* **Material for the task**:
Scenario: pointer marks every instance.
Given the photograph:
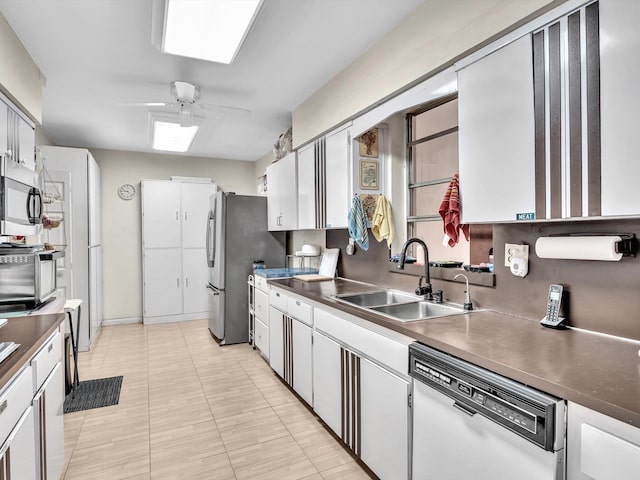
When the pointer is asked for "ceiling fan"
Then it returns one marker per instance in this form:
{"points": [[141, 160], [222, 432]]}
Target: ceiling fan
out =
{"points": [[186, 98]]}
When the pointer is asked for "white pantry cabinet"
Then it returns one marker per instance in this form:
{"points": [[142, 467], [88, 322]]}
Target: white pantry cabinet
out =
{"points": [[600, 447], [282, 206]]}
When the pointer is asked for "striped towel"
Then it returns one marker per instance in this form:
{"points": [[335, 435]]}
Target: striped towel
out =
{"points": [[450, 212], [358, 224]]}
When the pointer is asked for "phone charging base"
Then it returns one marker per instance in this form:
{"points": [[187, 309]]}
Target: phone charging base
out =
{"points": [[557, 325]]}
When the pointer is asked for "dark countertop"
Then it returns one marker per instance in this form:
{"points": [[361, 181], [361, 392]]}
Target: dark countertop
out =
{"points": [[597, 371], [30, 332]]}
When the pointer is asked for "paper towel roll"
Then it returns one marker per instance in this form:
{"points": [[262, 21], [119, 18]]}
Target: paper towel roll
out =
{"points": [[579, 248]]}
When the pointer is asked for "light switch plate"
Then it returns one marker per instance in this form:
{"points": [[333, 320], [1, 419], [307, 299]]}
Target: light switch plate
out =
{"points": [[515, 250]]}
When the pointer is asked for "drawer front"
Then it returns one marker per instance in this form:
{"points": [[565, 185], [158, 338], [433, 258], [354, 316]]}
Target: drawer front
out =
{"points": [[300, 310], [14, 400], [46, 359], [261, 337], [262, 306], [278, 300], [261, 283]]}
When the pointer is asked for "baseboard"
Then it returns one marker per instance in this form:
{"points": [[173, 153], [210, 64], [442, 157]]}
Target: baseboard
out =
{"points": [[175, 318], [121, 321]]}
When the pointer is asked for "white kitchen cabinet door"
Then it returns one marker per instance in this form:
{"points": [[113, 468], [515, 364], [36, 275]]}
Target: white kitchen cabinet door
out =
{"points": [[301, 349], [161, 214], [307, 188], [600, 447], [276, 341], [384, 420], [619, 106], [195, 278], [162, 282], [282, 201], [18, 455], [338, 168], [261, 337], [194, 212], [496, 135], [327, 398]]}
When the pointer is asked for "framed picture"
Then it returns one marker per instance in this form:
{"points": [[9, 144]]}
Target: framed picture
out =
{"points": [[369, 178], [369, 143]]}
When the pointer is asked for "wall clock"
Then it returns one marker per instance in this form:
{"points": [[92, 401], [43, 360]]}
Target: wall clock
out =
{"points": [[126, 191]]}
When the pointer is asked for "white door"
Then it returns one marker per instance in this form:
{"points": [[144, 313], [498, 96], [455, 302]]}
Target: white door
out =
{"points": [[326, 381], [57, 206], [307, 188], [195, 275], [95, 291], [19, 454], [276, 341], [95, 201], [195, 210], [384, 419], [160, 214], [338, 162], [162, 281], [302, 361]]}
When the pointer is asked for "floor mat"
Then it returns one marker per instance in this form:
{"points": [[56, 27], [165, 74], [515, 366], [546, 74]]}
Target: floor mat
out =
{"points": [[101, 392]]}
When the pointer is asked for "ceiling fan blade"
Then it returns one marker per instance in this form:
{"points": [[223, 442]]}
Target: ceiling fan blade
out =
{"points": [[144, 104]]}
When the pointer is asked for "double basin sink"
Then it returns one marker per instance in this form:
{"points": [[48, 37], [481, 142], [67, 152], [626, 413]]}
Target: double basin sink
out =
{"points": [[399, 306]]}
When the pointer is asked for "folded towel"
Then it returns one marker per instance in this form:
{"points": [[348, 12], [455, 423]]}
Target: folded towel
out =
{"points": [[450, 212], [382, 221], [358, 224]]}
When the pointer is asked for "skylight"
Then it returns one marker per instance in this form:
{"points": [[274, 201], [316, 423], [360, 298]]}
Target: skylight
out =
{"points": [[210, 30]]}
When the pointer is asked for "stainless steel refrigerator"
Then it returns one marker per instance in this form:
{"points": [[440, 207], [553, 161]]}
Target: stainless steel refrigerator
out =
{"points": [[237, 236]]}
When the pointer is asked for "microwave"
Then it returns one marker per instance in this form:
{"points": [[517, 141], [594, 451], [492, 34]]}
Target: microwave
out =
{"points": [[27, 275], [20, 199]]}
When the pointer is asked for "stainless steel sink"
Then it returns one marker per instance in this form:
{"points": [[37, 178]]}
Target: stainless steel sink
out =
{"points": [[418, 310], [377, 298]]}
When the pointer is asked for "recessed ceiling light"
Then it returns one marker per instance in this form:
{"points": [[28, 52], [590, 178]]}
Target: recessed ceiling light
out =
{"points": [[210, 30], [171, 136]]}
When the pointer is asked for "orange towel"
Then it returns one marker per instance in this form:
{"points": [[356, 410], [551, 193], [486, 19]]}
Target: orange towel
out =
{"points": [[450, 213]]}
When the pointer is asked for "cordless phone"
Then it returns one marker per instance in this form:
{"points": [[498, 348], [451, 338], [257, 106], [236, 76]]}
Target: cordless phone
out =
{"points": [[552, 318]]}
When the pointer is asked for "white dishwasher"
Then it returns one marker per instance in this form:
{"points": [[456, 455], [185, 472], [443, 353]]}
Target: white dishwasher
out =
{"points": [[470, 423]]}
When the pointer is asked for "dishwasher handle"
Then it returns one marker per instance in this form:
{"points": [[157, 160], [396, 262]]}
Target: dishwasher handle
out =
{"points": [[464, 408]]}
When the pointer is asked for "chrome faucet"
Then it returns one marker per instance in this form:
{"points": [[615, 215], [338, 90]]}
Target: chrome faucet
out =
{"points": [[422, 289], [467, 297]]}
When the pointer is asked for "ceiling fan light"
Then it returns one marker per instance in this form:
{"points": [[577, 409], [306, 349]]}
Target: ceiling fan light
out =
{"points": [[172, 137], [209, 30]]}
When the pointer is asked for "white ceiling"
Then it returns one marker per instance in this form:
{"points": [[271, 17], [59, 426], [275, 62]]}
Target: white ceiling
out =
{"points": [[98, 53]]}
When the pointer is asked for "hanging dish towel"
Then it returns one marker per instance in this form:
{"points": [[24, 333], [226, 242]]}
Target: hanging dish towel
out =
{"points": [[358, 224], [450, 213], [382, 221]]}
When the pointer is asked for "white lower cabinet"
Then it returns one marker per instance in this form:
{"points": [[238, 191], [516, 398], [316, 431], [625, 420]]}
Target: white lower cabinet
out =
{"points": [[18, 453], [600, 447]]}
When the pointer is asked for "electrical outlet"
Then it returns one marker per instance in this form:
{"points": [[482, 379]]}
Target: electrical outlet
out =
{"points": [[515, 250]]}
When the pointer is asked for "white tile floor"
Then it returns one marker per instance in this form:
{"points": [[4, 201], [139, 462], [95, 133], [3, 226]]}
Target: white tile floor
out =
{"points": [[190, 409]]}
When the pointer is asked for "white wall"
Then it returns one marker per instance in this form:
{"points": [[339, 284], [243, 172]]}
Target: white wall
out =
{"points": [[432, 36], [20, 78], [121, 220]]}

* **Task goal**:
Which lines in the records above contain the string "roll"? Pull out each of them and copy it unchanged, keeping every other line out.

* **Answer below**:
When the pointer is asked for "paper towel roll"
Target: paper towel roll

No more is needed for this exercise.